**The problem:** Reproduce every line of the rows from the line with "Wildlife camera-trap request: tag the zebra in" through the end of the rows. Multiply each x and y coordinate in the answers by 0.35 and round to whole numbers, with halves rounded up, leaving all other text unchanged.

___ Data ___

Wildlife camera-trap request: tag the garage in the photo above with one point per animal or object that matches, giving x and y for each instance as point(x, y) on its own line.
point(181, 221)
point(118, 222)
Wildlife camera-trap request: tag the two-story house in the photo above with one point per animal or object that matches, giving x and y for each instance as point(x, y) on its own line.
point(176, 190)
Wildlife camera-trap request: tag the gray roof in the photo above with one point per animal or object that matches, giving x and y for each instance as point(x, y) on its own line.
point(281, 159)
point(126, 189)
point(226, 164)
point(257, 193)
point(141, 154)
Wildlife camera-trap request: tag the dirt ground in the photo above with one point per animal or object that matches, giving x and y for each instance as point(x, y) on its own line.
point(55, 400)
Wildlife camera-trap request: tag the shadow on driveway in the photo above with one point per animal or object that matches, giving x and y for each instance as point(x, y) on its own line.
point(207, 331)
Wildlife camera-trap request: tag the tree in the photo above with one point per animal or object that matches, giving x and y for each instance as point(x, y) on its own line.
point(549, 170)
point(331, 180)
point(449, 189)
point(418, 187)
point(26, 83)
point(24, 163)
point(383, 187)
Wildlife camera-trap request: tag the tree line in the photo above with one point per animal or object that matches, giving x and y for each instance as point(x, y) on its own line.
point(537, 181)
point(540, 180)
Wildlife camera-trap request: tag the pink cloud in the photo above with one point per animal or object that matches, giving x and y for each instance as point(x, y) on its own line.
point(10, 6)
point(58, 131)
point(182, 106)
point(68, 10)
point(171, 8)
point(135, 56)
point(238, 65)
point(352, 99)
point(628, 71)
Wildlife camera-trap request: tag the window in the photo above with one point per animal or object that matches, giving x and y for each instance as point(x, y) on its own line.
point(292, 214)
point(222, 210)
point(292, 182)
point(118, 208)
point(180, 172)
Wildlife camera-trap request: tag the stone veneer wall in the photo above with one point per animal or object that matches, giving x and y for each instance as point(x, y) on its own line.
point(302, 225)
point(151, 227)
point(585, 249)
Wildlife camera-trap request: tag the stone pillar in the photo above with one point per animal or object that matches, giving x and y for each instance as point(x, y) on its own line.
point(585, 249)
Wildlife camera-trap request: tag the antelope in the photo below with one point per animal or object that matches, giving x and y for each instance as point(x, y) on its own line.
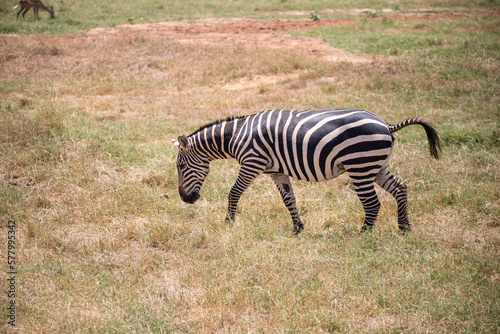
point(26, 5)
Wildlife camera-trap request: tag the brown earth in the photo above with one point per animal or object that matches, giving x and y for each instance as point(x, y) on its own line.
point(269, 32)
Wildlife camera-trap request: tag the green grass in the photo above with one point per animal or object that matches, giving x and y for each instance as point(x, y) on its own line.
point(84, 15)
point(105, 244)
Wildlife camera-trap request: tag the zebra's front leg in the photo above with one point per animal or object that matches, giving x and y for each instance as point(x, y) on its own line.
point(246, 176)
point(285, 188)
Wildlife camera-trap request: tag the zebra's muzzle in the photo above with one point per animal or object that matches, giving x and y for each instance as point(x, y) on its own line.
point(191, 198)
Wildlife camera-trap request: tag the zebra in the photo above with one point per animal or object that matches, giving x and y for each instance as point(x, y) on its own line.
point(310, 145)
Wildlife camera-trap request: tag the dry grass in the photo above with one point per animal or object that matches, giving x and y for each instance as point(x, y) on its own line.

___

**Response below:**
Wildlife camera-trap request: tag the zebra in the photo above with one point per animal or object that matches, giving x and y for each instance as point(x, y) on its own line.
point(109, 51)
Wildlife camera-trap request: tag the dry grass in the photo above with one point per animal or object that matches, giving x and y for each instance as point(x, y) on its own line.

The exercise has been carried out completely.